**** SOURCE DOCUMENT

In our first look at Luke's Book, we ask four questions:

(1) What is Luke's story about?

(2) Where did Luke get his story from?

(3) How are we to read Luke's story?

(4) What can we learn from Luke's story?


(1) What is Luke's story about?

We might ask this question differently: Who is Luke's story about?

The answer is Jesus.

Luke is the writer of this Gospel.

Jesus is the Theme of the Gospel. Jesus is the Gospel. He is the Good News.

Luke tells us many things about Jesus.

The first thing he tells us is this: Luke's Gospel is "an account of the things that have been fulfilled among us" (Luke 1:1).

"Fulfilled" - This is not the beginning of the story. It's the fulfilment of a story which has been many centuries in preparation. Long before the birth of Jesus, the prophets were speaking of the Messiah or Christ who was to come.

The story told by Luke is part of a much larger story - the Story which begins at the start of Genesis and continues on to the end of Revelation.

The Gospel of Luke tells us about "the things that have been fulfilled among us". The Christ has come. Jesus is the Messiah. God has fulfilled His promises. God has sent His Son. He is Jesus our Saviour. This is the Good News. This is God's Good News.

(2 ) Where did Luke get his story from?

Luke's Gospel is not a work of fiction. He didn't make his story up. It's not a figment of his imagination. He's telling us about things that happened. His Gospel is based on eyewitness testimony. Luke tells us that these "eyewitnesses" were also ministers (or servants) of the Word.

  • When we read of the Word, our thoughts turn to God. He is the One who has given the Word to us . It is His Word.
  • When we think of the Word of God, we think also of Jesus Christ. He is the living Word of God.
  • We think also of the Scriptures. The Bible is the written Word of God.
  • Our thoughts also turn to the preaching of God's Word. We study the Bible, learning what it says to us concerning our Saviour.

(3) How are we to read Luke's story?

Here, we can learn from the name of Luke's first reader - Theophilus.

********
**** EXERCISE DATA

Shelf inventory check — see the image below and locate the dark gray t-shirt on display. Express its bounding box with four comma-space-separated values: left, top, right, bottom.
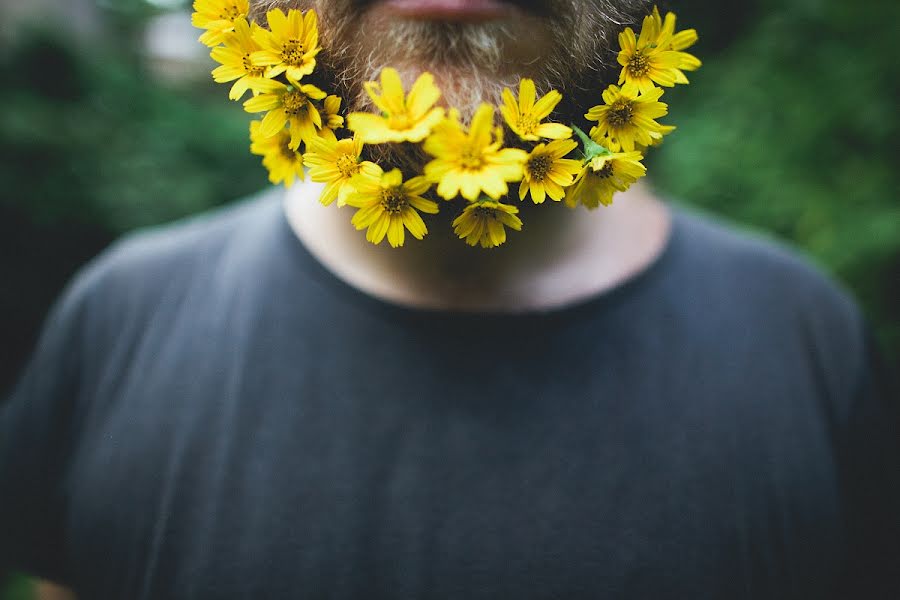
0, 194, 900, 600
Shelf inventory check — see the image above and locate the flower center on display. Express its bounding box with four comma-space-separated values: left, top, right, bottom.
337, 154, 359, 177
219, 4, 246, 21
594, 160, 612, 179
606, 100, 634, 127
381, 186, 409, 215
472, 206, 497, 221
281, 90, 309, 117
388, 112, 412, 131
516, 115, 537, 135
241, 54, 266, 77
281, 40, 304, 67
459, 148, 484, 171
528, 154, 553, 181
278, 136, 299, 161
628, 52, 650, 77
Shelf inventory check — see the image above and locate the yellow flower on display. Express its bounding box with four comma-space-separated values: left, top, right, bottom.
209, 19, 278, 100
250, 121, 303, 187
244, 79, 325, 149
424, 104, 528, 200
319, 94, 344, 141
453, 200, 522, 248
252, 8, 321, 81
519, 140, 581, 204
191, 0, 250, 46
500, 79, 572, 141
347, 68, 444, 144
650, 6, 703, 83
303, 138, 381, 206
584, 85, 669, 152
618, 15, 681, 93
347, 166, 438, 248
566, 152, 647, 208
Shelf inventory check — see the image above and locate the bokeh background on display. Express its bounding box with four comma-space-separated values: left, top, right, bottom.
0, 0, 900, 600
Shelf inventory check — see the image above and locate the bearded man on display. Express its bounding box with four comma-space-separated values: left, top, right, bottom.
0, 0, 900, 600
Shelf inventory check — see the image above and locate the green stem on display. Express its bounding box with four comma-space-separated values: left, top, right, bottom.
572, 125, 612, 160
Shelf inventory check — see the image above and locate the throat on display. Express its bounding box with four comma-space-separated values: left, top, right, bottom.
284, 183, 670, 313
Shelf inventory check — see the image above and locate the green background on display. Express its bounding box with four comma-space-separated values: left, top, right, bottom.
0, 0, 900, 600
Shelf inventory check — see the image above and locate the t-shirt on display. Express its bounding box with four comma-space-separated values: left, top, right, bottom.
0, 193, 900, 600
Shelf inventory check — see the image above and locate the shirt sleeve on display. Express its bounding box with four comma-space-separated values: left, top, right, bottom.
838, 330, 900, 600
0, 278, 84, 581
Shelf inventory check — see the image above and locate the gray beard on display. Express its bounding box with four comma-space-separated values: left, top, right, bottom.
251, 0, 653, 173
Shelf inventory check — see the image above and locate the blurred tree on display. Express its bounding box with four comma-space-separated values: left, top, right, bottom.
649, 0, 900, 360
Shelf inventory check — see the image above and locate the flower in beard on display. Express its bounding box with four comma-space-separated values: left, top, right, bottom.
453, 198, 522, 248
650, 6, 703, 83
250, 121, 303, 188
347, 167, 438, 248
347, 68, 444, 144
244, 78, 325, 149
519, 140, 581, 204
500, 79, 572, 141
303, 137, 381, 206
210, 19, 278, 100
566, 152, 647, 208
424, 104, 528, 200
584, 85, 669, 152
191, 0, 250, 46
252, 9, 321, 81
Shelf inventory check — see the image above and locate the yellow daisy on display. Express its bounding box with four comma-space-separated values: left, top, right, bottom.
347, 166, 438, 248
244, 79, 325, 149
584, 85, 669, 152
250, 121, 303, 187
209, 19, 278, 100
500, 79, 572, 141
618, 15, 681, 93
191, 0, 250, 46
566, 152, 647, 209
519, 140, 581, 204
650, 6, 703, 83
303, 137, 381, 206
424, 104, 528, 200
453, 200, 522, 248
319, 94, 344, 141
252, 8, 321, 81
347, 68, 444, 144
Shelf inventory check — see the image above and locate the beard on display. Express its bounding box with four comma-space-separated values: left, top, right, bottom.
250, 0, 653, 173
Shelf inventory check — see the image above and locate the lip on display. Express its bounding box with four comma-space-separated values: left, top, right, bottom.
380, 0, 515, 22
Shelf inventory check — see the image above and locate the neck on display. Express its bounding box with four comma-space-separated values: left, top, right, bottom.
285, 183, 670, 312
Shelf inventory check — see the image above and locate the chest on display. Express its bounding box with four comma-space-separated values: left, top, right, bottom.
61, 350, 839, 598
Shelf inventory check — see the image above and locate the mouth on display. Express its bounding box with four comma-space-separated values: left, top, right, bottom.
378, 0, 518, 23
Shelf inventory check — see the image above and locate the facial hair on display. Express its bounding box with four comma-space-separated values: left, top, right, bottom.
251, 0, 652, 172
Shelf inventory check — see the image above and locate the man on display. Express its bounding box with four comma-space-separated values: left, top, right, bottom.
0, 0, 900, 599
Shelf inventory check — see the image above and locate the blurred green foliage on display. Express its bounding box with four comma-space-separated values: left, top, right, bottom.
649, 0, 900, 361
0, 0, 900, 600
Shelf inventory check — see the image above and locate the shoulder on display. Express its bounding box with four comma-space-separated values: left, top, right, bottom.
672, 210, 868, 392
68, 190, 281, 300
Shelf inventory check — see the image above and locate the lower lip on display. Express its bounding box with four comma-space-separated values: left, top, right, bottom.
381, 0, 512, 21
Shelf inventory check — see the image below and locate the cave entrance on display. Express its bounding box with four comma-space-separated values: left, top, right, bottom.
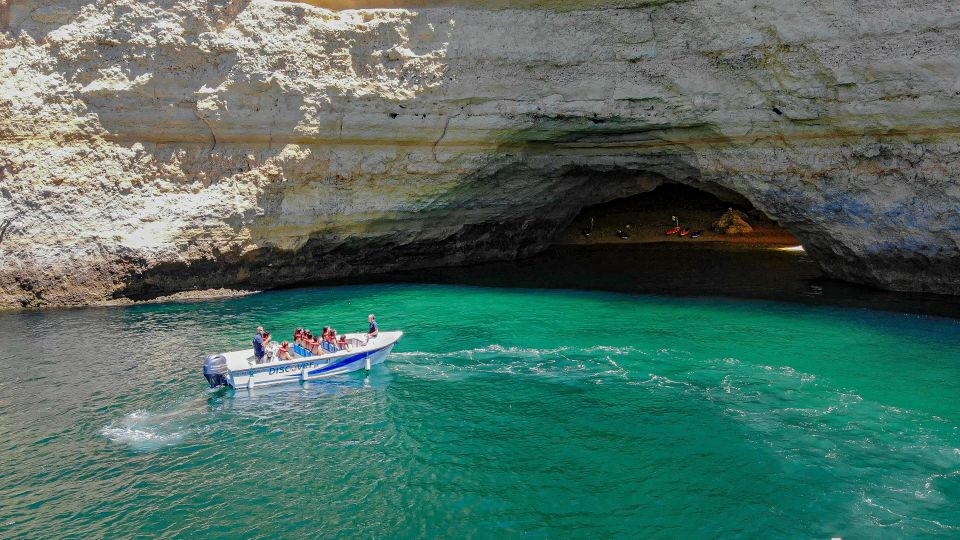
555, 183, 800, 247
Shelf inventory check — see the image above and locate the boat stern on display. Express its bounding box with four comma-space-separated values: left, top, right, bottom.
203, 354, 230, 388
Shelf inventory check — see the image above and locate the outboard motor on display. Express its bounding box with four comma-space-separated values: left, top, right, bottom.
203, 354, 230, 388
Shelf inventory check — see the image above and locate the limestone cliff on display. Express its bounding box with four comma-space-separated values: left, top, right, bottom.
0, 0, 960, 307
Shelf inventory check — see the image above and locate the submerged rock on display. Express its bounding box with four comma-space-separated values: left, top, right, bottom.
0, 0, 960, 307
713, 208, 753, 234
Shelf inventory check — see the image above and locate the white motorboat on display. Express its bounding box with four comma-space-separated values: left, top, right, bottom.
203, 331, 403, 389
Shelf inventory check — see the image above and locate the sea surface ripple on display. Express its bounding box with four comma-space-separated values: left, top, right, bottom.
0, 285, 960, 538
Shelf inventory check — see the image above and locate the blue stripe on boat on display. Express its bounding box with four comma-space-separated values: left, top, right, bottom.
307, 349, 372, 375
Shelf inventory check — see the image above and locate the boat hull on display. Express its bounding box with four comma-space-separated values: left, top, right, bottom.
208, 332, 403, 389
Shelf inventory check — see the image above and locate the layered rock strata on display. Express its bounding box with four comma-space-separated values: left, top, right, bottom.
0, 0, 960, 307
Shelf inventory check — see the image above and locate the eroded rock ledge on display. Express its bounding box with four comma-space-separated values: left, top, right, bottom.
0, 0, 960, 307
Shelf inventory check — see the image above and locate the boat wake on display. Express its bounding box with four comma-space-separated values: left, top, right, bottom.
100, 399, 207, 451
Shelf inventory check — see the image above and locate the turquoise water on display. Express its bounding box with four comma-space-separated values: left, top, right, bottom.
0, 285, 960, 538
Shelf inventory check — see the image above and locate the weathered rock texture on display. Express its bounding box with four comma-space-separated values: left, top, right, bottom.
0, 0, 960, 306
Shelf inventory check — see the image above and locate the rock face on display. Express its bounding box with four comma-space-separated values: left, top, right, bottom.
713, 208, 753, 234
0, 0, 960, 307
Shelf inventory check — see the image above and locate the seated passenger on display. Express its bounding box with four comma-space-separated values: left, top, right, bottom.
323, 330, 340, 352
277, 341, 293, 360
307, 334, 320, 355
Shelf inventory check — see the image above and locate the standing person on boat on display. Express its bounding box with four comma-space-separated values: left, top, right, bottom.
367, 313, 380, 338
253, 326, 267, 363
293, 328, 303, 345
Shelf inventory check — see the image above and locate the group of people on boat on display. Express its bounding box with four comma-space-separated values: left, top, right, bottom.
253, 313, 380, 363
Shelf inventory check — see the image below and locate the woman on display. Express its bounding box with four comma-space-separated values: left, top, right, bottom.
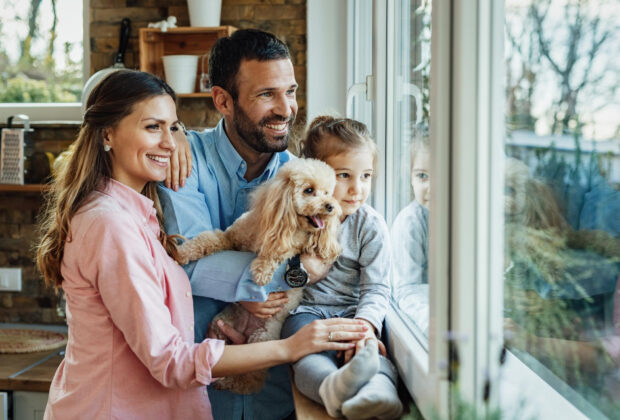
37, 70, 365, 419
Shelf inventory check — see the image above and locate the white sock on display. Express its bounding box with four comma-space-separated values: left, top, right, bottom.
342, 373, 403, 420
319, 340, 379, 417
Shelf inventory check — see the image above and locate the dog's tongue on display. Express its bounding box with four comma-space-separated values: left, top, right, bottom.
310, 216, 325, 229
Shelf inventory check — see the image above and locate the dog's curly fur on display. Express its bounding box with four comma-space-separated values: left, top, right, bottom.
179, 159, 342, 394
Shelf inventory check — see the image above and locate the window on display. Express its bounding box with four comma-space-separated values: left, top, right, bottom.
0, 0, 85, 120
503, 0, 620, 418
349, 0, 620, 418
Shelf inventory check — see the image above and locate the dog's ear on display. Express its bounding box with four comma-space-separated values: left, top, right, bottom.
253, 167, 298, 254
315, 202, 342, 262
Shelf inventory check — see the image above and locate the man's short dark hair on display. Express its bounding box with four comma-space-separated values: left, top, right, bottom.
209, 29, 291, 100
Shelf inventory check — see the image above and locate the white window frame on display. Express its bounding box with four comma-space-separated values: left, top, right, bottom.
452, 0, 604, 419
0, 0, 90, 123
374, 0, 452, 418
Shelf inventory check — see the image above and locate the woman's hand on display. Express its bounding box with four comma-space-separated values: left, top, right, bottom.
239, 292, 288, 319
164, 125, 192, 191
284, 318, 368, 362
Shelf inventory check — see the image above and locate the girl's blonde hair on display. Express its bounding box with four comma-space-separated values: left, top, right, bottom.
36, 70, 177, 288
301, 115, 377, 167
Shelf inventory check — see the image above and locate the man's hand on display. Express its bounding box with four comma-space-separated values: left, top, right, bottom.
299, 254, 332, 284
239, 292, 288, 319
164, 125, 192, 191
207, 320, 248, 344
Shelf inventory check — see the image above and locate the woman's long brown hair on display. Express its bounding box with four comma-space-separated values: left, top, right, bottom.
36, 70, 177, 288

********

* [EXERCISES]
**a)** Put this sentence from the study of Luke's Gospel into Spanish: "Luke's Gospel is not a work of fiction."
**b)** Please carry on the study of Luke's Gospel, starting right after its final sentence.
You won't need the data to complete this work.

* [ANSWER LIST]
**a)** El Evangelio de Lucas no es una obra de ficción.

**b)**
In Bible times, names had their own meaning. The meaning of each name was very important.

There are two shades of meaning in the name, Theolphilus. These two shades of meaning are closely related to each other. They are both concerned with love. They are both concerned with God.

Theophilus means "loved by God." It also means "lover of God."

"Loved by God", "Lover of God" - these two phrases indicate to us the way in which God wants us to read the Gospel of Luke.

  • We are to read the Gospel of Luke with a view to learning about God's love. The Gospel of Luke will show us how much we are loved by God.
  • We are to read the Gospel of Luke with a view to increasing our love for God. The Gospel of Luke will help us to love God more.

As we read this Gospel together, let us pray, "Lord, show me how much You love me. Lord, help me to love You more."

(4) What can we learn from Luke's story?

We will learn many lessons as we take a close look at Luke's Book.

In his introduction, Luke highlights one very important lesson. It is the lesson of "certainty" (Luke 1:4). We read the Gospel of Luke so that we might "know the certainty of the things we have been taught."

Our God is trustworthy. We can put our trust in Him with confidence. God's Word is truth. We can trust His Word. It is His Word of truth.

Reading the Gospel of Luke will strengthen our faith.

Let us pray that the Gospel of Luke will change us, making us more like Jesus.